**ACTION ITEM:** Read through the data and count the lines that contain the string "background"; give only the result.

**THE INPUT:**

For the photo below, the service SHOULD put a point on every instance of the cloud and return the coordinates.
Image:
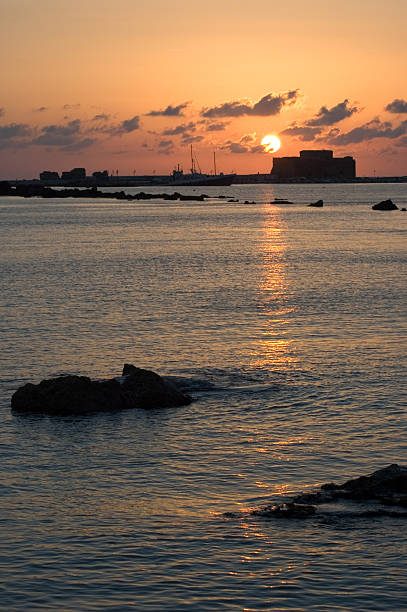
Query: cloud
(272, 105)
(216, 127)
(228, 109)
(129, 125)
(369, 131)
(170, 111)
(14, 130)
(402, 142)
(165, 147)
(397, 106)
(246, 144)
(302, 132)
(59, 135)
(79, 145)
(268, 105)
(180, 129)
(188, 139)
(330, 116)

* * *

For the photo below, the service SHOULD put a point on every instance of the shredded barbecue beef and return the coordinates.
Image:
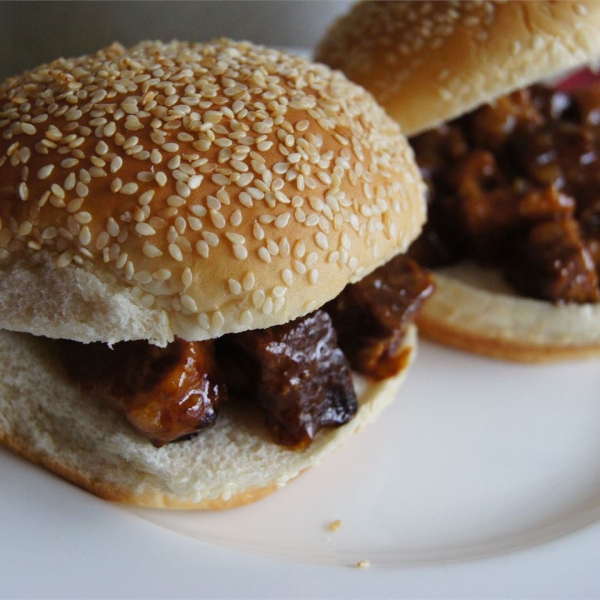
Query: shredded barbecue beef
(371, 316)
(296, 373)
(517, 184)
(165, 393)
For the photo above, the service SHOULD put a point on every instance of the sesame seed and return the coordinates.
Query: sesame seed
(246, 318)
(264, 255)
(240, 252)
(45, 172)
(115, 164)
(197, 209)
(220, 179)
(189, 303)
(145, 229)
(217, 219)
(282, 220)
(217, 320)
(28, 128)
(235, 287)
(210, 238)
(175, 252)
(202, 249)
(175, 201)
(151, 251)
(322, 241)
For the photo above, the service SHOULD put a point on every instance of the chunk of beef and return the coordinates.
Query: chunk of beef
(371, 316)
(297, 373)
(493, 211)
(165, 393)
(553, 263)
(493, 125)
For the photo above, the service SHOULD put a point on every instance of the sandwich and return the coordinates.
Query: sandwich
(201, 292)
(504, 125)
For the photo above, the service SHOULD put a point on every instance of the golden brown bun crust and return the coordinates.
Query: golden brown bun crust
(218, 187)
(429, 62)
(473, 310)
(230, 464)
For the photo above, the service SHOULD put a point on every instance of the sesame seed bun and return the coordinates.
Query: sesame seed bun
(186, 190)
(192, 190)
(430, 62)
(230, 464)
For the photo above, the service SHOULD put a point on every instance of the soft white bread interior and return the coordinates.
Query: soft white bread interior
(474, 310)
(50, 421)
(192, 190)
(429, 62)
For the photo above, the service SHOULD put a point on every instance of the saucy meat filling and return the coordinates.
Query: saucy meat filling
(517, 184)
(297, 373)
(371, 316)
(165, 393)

--

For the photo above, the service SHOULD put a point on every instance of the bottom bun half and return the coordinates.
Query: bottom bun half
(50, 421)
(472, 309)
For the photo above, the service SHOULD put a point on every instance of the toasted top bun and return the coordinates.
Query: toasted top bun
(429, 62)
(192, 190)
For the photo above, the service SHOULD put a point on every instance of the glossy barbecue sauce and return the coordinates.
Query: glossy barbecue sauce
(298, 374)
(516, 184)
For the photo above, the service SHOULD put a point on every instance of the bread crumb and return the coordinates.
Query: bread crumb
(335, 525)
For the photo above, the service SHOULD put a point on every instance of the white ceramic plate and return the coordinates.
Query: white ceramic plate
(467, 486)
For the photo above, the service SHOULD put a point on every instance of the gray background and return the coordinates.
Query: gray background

**SOLUTION:** 2